--- RECORDS ---

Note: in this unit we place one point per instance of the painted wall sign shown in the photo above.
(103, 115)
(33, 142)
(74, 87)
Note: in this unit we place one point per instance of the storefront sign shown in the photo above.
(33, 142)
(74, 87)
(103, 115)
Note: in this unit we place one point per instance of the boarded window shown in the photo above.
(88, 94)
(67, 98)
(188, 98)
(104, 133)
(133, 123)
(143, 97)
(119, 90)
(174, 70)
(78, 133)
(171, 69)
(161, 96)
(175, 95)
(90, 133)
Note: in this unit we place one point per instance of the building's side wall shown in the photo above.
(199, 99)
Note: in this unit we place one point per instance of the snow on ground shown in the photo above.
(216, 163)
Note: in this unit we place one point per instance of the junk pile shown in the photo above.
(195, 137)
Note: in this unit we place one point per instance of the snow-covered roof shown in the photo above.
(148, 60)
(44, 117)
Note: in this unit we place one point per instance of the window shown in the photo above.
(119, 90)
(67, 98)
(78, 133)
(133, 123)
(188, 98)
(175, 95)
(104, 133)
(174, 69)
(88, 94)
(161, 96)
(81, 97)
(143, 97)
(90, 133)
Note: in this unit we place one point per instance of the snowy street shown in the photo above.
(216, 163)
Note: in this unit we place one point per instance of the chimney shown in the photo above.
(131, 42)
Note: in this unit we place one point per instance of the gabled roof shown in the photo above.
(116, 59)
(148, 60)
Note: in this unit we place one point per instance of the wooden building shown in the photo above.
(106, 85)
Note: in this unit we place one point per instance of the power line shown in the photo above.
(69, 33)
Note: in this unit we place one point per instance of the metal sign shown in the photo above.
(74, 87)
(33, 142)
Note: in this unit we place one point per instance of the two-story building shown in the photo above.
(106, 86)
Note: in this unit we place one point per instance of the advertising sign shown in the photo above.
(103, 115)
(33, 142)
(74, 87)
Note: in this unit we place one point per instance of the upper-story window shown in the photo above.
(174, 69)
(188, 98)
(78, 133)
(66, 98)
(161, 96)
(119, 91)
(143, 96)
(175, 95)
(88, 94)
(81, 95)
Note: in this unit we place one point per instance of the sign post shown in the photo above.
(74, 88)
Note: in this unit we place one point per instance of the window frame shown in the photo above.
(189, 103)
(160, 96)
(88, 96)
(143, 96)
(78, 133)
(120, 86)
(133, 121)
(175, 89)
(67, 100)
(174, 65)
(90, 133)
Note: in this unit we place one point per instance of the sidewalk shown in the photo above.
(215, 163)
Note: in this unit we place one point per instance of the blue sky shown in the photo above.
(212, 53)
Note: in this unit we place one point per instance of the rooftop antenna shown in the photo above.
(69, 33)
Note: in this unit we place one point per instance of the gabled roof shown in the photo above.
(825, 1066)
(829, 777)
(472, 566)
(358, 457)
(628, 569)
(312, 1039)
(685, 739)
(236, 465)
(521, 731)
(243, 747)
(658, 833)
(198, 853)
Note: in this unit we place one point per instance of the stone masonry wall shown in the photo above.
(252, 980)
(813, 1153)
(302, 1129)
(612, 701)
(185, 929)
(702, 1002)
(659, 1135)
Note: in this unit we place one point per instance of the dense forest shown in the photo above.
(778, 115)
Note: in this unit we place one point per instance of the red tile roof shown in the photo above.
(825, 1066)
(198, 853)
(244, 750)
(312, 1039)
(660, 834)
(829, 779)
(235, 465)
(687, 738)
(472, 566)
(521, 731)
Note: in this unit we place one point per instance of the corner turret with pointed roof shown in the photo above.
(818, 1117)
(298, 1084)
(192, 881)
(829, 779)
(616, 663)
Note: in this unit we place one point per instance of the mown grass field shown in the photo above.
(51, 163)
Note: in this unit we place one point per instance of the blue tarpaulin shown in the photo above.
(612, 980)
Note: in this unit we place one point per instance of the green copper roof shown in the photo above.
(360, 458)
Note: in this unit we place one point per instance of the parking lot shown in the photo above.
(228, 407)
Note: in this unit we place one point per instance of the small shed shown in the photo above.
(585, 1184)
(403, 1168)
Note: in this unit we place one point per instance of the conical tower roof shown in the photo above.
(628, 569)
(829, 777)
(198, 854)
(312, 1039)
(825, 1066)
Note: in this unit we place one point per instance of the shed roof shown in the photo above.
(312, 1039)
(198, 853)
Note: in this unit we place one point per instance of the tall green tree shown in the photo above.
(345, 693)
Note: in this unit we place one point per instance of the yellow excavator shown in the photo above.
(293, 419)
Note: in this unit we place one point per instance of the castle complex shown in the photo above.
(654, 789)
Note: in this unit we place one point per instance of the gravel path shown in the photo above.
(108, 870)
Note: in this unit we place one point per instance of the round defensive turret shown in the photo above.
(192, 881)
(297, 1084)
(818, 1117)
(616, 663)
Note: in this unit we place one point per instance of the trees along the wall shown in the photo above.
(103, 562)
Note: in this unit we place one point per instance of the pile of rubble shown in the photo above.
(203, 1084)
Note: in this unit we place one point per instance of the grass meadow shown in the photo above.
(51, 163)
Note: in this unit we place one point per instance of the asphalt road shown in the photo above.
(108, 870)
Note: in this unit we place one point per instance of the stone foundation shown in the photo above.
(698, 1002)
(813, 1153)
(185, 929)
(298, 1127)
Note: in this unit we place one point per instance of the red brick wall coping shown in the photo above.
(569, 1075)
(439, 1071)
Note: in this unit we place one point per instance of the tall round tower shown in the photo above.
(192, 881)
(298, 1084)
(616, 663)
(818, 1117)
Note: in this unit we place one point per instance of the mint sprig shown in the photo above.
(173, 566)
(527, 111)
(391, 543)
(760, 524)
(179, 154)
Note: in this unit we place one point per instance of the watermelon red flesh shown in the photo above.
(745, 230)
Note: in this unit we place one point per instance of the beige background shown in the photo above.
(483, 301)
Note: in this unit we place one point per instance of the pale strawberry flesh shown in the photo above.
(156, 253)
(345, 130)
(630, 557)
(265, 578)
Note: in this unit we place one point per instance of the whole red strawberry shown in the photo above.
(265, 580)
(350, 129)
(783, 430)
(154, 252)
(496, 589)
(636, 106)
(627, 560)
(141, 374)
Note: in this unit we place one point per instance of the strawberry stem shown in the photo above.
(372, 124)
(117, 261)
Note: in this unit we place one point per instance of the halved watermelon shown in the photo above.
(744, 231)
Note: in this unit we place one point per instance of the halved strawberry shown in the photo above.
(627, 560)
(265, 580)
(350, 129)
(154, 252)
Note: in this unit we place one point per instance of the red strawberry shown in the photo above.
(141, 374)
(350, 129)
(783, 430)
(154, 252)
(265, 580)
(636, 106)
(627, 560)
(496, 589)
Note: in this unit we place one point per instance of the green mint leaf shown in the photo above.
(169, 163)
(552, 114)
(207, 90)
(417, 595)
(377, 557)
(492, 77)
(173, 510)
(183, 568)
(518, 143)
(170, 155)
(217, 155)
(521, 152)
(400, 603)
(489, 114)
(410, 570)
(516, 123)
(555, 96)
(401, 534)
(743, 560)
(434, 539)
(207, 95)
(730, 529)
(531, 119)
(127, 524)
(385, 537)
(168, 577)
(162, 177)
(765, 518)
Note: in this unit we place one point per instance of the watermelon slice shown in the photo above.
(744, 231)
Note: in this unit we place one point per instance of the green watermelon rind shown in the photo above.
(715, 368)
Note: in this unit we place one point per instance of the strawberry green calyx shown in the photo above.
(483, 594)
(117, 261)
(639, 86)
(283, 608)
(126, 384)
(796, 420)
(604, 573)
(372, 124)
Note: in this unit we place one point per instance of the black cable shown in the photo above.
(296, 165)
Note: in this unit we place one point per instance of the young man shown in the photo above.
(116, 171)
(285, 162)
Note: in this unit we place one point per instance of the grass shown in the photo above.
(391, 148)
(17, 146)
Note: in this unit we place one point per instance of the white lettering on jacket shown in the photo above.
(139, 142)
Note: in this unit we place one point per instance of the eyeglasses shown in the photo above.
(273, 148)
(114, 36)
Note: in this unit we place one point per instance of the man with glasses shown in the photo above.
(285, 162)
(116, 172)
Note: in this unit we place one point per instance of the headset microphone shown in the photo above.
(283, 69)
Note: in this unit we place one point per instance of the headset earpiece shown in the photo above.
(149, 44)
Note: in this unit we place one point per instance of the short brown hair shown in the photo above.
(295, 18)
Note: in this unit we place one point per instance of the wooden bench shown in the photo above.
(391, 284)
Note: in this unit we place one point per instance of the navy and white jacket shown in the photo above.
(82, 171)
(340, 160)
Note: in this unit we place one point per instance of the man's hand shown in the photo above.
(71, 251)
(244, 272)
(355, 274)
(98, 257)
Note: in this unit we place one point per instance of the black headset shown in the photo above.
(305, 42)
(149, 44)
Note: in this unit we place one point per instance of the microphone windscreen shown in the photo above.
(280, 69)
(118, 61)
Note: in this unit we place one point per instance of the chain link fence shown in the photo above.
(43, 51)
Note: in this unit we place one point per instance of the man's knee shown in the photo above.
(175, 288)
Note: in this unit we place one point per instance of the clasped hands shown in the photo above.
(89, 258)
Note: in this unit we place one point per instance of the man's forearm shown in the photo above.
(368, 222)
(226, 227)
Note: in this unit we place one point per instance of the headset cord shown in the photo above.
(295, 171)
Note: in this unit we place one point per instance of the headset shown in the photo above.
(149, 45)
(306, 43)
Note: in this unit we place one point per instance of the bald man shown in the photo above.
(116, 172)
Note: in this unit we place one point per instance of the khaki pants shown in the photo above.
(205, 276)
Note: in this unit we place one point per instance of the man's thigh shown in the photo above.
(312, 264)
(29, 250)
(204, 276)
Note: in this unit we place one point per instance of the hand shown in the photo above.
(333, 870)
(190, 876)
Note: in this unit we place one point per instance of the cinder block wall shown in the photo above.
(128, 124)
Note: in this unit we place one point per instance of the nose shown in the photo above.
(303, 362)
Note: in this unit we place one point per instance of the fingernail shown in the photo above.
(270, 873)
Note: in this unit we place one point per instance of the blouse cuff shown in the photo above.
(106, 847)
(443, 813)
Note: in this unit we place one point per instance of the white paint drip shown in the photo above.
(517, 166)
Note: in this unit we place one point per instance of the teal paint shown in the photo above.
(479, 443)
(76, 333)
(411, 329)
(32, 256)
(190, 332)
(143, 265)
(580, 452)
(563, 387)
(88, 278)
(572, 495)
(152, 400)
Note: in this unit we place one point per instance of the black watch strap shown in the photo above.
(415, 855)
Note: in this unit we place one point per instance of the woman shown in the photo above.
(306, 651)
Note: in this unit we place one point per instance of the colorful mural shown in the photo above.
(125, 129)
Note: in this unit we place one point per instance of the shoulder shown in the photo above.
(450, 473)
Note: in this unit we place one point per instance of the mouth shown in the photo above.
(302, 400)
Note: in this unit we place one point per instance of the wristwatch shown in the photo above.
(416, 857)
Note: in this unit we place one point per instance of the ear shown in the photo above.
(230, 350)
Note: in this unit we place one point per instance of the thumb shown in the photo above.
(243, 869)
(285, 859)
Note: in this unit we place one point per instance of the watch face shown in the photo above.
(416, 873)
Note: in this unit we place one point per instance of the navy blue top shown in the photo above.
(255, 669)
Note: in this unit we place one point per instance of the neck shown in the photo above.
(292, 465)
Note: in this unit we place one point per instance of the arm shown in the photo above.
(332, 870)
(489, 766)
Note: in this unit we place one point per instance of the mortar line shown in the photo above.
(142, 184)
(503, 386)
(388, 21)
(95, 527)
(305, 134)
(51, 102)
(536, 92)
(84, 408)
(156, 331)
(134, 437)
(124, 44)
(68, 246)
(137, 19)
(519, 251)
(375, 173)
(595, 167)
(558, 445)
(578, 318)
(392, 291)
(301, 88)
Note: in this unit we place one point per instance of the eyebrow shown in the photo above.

---

**EXERCISE**
From the line containing "mural shown in the photo above." to the last line of the material, please quote every line exactly and only those.

**FULL ANSWER**
Note: in this unit we place one point per instance of the colorful mural shown in the photo above.
(125, 129)
Note: in this unit we place one point per instance of the shoulder shown in the photo above.
(450, 473)
Note: in this unit we place one point per instance of the mouth shown in the photo above.
(302, 400)
Note: in this unit we place one point per instance of the wristwatch shown in the photo above.
(416, 857)
Note: in this unit we place one point per instance of the ear shown in the photo above.
(230, 350)
Note: in this unit we place one point per instance of the thumb shown in the photo above.
(243, 869)
(285, 859)
Note: in this unit we place one point per instance of the watch face shown in the photo above.
(416, 873)
Note: in this unit we place one point per instance of the navy blue top shown in the photo above.
(255, 669)
Note: in this unit we place one point per instance of the neck shown in the photo above.
(292, 465)
Note: in this unit we place one point per instance of the arm shown in the photo above.
(332, 870)
(489, 766)
Note: in this unit we place one point per instance of the mortar line shown in the photo above.
(142, 184)
(503, 386)
(388, 21)
(95, 527)
(305, 134)
(51, 102)
(536, 92)
(84, 408)
(156, 331)
(134, 437)
(124, 44)
(68, 246)
(137, 19)
(519, 251)
(375, 173)
(595, 167)
(558, 445)
(578, 318)
(392, 291)
(301, 88)
Note: in this unit we place one point per instance of the eyebrow shown in the photo above.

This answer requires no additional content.